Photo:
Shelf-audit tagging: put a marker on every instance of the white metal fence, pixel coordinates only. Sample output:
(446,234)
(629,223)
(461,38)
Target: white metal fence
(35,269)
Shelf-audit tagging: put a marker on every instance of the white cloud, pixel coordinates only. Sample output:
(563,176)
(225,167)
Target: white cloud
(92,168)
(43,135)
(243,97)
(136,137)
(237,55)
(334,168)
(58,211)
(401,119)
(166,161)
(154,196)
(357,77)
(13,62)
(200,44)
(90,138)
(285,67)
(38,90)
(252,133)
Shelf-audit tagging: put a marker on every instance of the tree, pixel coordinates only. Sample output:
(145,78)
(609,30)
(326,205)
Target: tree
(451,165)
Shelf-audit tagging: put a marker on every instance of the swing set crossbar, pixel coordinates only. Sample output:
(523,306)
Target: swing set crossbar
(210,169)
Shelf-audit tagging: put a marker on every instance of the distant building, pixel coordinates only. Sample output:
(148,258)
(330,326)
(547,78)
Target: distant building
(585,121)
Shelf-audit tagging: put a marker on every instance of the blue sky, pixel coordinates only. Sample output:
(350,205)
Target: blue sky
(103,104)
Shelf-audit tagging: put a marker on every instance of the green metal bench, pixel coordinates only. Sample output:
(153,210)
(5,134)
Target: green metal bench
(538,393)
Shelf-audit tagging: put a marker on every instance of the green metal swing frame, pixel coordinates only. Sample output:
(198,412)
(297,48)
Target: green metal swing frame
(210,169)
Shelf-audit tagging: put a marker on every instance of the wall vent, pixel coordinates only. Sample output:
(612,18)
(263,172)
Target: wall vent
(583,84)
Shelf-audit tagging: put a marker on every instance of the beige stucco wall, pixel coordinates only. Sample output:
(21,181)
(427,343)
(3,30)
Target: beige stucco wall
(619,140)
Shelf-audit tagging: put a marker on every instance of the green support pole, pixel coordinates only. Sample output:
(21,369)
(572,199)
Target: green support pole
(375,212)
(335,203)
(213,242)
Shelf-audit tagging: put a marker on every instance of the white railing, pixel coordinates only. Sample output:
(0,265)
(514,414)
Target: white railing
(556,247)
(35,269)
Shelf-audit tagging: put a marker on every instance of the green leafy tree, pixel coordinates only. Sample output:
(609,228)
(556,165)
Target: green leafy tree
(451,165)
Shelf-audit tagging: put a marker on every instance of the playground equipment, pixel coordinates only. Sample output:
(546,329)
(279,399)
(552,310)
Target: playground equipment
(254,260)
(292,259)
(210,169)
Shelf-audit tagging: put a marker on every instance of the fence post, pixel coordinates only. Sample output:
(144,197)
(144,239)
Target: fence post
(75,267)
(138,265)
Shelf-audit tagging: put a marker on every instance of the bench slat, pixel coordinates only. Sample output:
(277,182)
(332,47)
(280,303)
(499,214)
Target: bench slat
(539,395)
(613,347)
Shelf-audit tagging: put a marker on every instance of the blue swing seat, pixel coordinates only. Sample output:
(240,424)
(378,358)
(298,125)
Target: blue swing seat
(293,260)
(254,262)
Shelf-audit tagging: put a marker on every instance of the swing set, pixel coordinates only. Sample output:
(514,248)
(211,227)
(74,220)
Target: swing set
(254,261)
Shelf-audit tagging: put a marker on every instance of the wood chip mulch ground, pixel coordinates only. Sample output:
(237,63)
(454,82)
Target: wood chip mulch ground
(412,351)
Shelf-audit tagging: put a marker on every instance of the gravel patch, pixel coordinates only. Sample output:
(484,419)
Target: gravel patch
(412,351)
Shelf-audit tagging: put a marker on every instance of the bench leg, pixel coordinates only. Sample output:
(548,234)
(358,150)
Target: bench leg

· · ·

_DO THIS:_
Return every line from the one holding "the green support" through the end of the data, exactly as it appears, with both ends kept and nothing else.

_EXPECTED OUTPUT:_
Shelf-audit tagging: put a marker on every instance of the green support pole, pixel coordinates only. Sample output:
(21,369)
(572,199)
Target: green support pole
(375,212)
(335,203)
(213,242)
Shelf-audit tagging: put a marker on every instance of the white railing, pixel coordinates only. Sample output:
(0,265)
(514,414)
Target: white railing
(556,247)
(35,269)
Shelf-audit tagging: put a marker on every instance of the green leafy tree, pixel coordinates only. Sample output:
(609,228)
(556,165)
Target: green leafy tree
(451,165)
Shelf-audit tagging: put a marker on every instance of the playground equipment, pixel coordinates only. Sample output:
(546,329)
(279,399)
(552,310)
Target: playground equipment
(254,260)
(292,259)
(210,169)
Shelf-audit tagging: put a marker on every instance of the fence post, pixel coordinates only. Sample output:
(144,197)
(144,239)
Target: fence post
(75,267)
(138,265)
Shelf-audit tagging: put a marker on every instance of the bench slat, pixel coordinates only. Sample output:
(277,182)
(332,47)
(280,303)
(499,214)
Target: bench slat
(539,395)
(613,347)
Shelf-audit tagging: put a marker on every instance of the blue swing seat, pixel coordinates only. Sample output:
(240,424)
(378,358)
(298,125)
Target: blue swing seat
(293,260)
(254,262)
Shelf-audit tagging: put a marker on every instance of the swing set, pixel coordinates only. Sample output:
(514,248)
(211,227)
(74,220)
Target: swing set
(254,261)
Shelf-audit tagging: put a marker on every instance of the wood chip mulch ground, pixel coordinates only. Sample output:
(237,63)
(454,82)
Target: wood chip mulch ground
(412,351)
Shelf-audit tagging: put a marker on every instance of the gravel patch, pixel coordinates only. Sample output:
(484,419)
Target: gravel patch
(412,351)
Shelf-audit tagging: put a marker on every instance of the bench leg, pixel coordinates only. Sample output:
(548,234)
(358,150)
Target: bench leg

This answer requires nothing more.